## Task objective
Could you print the rows word for word, starting at the line that contains "Bound paved terrace." and ending at the line that contains "0;254;582;286", with both of those lines included?

## The data
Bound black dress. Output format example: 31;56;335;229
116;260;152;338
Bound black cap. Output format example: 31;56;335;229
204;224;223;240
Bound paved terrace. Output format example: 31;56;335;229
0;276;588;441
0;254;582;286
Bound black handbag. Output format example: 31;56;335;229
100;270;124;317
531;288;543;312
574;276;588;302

==

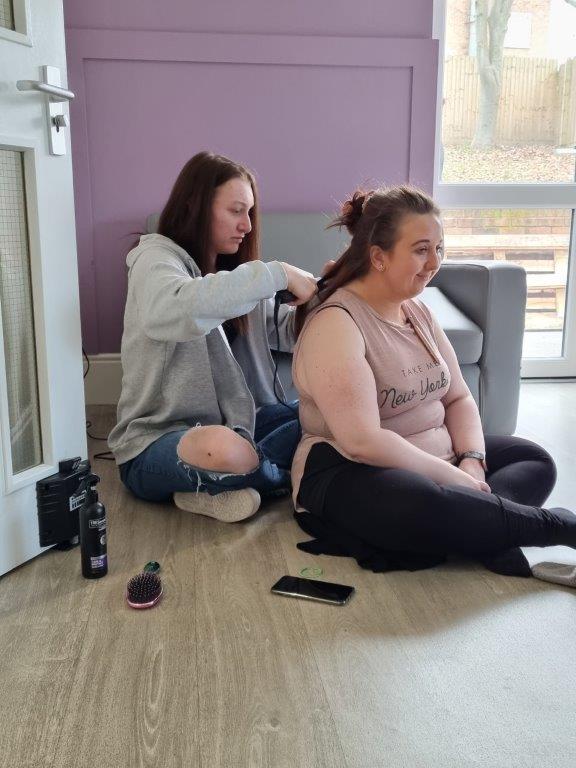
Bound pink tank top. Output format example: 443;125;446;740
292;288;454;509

==

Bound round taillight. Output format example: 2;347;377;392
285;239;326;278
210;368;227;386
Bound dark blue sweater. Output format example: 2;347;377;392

## Answer below
Bound paved terrace. Output format example: 31;56;335;229
0;276;588;441
0;254;582;286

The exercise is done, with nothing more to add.